▶ **Aim of the task**
The lines to be set down run from the line containing "Where can you see the volume" through the final line of the data below; print them exactly and print nothing else.

───── Provided information ─────

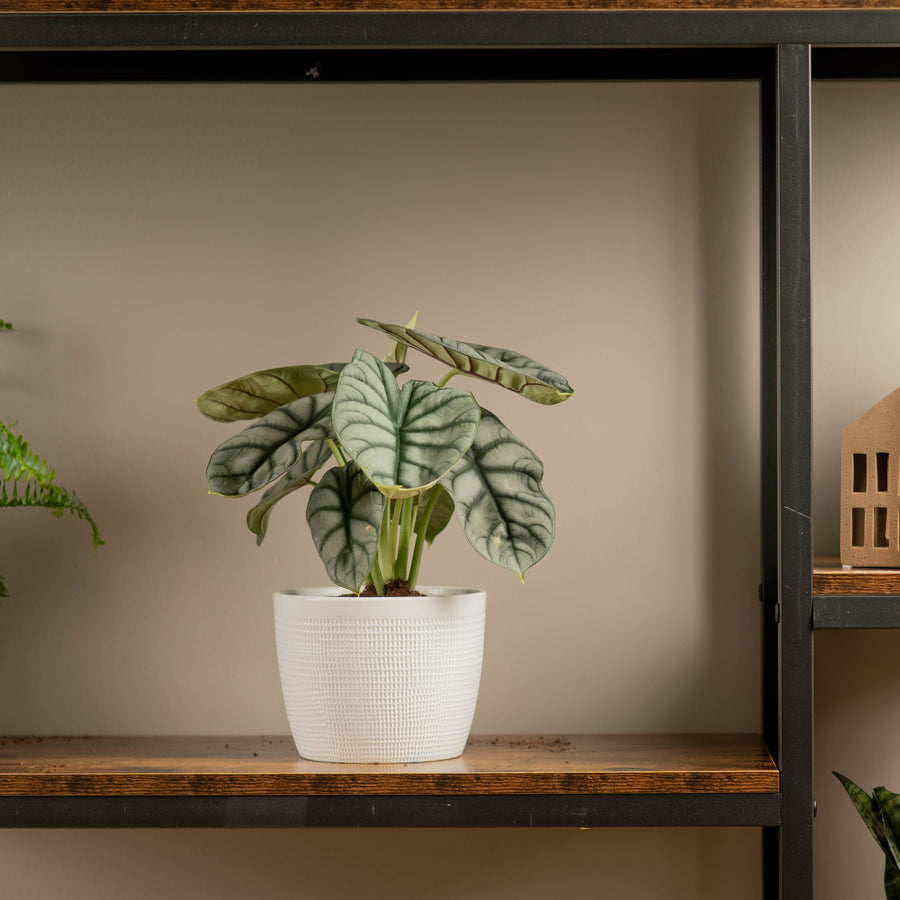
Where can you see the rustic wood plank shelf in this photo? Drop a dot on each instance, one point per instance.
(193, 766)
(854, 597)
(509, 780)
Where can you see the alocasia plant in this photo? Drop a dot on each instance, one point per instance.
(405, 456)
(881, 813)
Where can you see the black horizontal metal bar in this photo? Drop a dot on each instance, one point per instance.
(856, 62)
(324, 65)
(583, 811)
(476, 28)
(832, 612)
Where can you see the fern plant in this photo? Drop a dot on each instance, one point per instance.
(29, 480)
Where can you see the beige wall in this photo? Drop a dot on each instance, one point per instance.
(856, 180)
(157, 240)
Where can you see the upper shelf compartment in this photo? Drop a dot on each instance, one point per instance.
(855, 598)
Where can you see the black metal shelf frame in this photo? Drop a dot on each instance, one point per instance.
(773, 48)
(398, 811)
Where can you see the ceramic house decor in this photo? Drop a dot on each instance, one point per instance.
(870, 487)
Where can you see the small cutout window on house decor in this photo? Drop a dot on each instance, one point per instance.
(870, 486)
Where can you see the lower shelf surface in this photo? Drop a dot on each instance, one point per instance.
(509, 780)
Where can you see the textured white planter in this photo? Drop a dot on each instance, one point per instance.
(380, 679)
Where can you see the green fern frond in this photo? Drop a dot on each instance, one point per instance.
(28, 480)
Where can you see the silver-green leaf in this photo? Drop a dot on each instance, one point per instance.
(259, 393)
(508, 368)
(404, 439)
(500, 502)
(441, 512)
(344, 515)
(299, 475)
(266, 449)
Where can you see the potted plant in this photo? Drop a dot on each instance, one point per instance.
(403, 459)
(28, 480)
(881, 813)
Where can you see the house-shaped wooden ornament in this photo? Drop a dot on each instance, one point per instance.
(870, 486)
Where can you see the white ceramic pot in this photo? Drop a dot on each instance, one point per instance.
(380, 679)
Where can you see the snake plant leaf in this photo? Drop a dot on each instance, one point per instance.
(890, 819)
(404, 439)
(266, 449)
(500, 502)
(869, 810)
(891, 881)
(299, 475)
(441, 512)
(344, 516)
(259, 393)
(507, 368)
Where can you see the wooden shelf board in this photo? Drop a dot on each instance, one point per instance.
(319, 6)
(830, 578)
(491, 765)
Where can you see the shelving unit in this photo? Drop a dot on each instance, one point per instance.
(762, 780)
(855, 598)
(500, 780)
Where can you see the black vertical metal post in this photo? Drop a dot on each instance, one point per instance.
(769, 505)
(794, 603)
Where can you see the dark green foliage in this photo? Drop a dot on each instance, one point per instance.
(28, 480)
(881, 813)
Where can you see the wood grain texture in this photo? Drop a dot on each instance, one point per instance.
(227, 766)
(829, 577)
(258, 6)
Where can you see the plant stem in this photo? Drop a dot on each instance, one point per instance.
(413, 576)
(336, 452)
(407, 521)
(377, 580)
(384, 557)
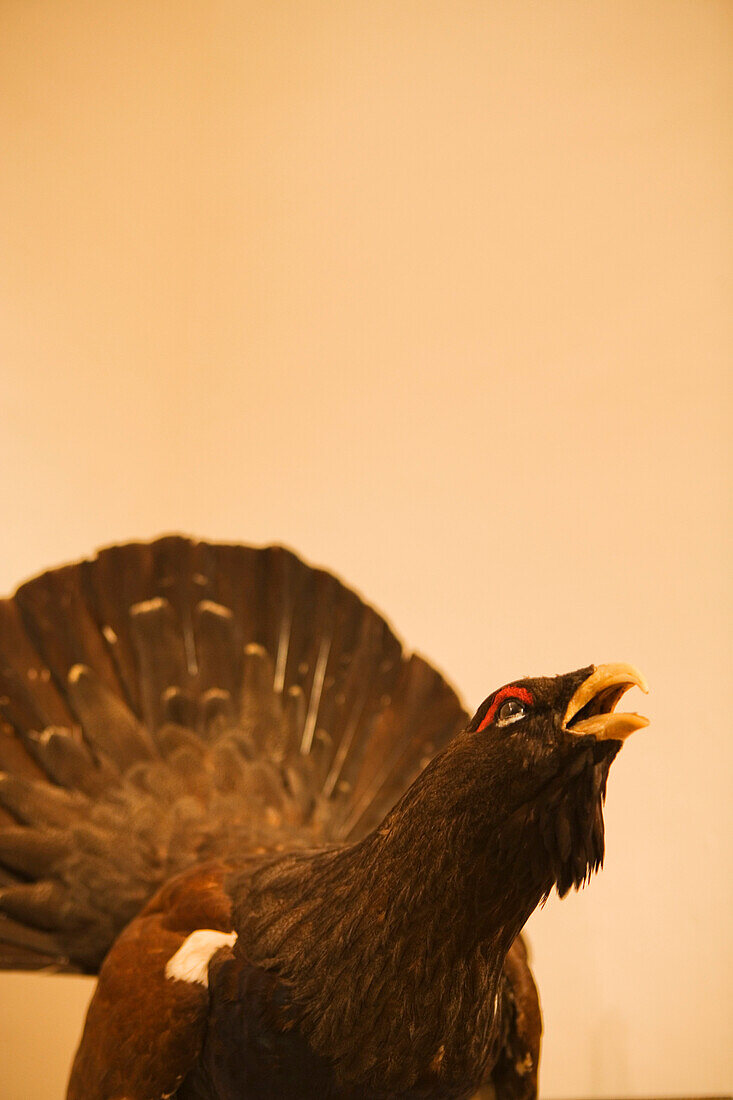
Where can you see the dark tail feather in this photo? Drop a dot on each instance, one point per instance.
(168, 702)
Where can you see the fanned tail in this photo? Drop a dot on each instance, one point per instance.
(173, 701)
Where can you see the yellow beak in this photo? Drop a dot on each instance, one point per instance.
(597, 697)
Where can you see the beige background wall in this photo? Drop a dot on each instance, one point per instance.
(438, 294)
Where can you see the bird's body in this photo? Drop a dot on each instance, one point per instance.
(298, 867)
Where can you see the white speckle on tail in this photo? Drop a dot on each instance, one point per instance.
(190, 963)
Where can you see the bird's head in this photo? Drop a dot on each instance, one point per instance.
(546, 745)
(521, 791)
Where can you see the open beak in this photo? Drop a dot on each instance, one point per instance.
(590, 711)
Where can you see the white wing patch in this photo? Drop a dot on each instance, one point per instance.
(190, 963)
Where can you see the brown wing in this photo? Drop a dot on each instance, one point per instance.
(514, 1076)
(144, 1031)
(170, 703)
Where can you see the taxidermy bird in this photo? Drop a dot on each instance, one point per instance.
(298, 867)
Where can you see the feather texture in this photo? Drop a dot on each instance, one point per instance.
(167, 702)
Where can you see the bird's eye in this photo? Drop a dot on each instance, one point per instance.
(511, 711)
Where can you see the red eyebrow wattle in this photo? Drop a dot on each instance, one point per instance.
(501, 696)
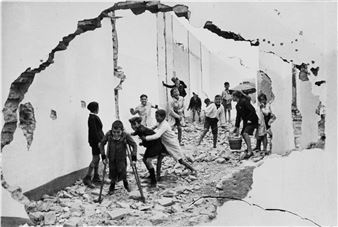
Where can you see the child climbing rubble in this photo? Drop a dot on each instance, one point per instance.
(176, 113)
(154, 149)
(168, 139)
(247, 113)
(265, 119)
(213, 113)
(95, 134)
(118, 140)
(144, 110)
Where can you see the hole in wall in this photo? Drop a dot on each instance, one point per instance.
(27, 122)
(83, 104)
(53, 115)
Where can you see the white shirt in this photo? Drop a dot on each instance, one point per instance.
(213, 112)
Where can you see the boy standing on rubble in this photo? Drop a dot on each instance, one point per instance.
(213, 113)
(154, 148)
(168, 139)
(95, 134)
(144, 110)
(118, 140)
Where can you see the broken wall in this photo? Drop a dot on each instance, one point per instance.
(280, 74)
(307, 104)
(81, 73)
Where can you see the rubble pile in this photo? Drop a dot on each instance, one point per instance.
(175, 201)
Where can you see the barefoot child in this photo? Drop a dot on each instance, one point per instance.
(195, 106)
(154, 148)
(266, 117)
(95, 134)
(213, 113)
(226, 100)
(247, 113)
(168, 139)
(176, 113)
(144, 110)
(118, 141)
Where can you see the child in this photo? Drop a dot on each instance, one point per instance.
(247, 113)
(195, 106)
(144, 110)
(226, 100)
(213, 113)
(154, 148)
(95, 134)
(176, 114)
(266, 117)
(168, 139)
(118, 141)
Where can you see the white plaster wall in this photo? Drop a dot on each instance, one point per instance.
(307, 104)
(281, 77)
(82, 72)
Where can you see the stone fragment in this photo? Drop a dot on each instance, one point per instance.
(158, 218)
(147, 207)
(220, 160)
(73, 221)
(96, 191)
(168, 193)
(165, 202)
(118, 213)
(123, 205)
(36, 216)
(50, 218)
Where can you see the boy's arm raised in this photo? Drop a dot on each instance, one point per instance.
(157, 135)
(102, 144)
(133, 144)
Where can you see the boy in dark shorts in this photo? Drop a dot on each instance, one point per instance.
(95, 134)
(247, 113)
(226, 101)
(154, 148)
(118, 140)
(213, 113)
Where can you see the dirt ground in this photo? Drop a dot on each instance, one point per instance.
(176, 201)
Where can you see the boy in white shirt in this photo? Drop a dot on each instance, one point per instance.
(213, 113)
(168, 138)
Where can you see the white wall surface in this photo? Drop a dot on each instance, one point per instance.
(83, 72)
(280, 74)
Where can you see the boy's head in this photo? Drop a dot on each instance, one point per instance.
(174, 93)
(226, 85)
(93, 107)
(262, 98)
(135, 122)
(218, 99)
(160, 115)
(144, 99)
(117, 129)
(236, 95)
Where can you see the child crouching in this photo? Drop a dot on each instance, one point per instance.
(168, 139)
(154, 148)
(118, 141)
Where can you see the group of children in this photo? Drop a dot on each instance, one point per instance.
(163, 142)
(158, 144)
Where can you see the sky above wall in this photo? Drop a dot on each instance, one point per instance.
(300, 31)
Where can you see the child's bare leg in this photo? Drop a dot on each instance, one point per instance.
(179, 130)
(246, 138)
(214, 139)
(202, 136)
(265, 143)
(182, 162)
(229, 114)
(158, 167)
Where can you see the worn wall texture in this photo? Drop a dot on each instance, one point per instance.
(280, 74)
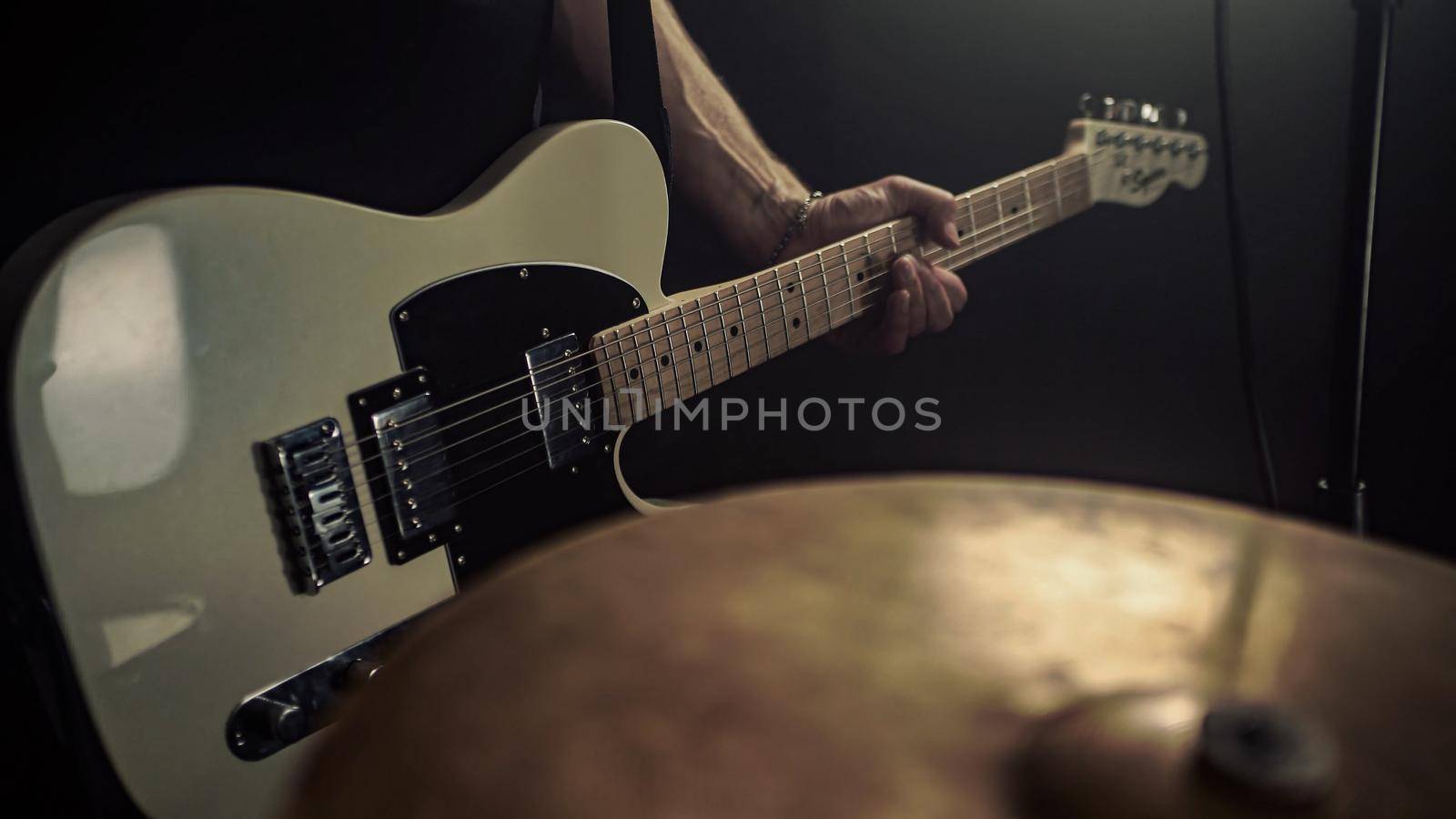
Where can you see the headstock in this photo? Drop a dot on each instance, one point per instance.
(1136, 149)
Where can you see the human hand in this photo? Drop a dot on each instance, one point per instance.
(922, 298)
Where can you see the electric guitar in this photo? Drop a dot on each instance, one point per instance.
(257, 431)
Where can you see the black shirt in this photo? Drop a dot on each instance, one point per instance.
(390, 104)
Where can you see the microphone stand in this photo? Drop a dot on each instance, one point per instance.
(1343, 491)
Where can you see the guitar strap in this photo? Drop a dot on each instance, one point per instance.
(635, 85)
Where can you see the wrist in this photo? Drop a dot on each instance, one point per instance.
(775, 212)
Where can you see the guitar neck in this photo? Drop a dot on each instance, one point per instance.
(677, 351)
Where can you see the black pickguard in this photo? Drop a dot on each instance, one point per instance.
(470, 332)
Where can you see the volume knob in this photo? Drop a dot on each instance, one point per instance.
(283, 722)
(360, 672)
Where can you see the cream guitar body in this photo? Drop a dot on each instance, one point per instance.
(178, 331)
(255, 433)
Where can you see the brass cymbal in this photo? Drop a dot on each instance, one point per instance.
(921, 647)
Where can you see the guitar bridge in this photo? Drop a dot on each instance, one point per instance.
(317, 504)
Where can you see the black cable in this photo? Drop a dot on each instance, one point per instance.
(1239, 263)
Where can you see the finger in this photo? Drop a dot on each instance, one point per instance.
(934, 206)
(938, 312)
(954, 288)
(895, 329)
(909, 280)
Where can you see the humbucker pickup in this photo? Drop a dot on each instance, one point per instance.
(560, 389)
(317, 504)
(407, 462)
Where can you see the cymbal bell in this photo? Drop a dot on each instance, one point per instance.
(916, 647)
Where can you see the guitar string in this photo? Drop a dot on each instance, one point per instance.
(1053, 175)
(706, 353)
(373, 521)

─────

▶ **Answer for the task**
Where can you see the volume knob in this photo? Drop a dot on each instance, one point per instance.
(283, 722)
(360, 672)
Where can you see the cream guitar body in this photo? Drop a dot on each instance, one point per instance.
(178, 331)
(255, 433)
Where can you see the brass cymbal in this photo? Drop a dot on each instance, one point per instance.
(921, 647)
Where can you see the guitar bridge in this photo? Drop a dot on each instance, one point per instance.
(317, 504)
Where can you see the black cable in this photo? Drop a dot on each instance, one point per instance.
(1239, 263)
Where can you see the finger in this photo? Drop a dot on each instance, one point per instance.
(934, 206)
(938, 312)
(954, 288)
(895, 329)
(909, 280)
Where can you see the humbucker pickup in this photo? Drop a dot on each instance, one point per instance.
(560, 389)
(317, 504)
(407, 462)
Where can you see the cymbal bell in this photo? Drop a dot on each instance, one point per instance.
(916, 647)
Where can you see the guitar string in this photo? Drop a dot on each instance, one point per instance.
(1053, 175)
(706, 353)
(373, 521)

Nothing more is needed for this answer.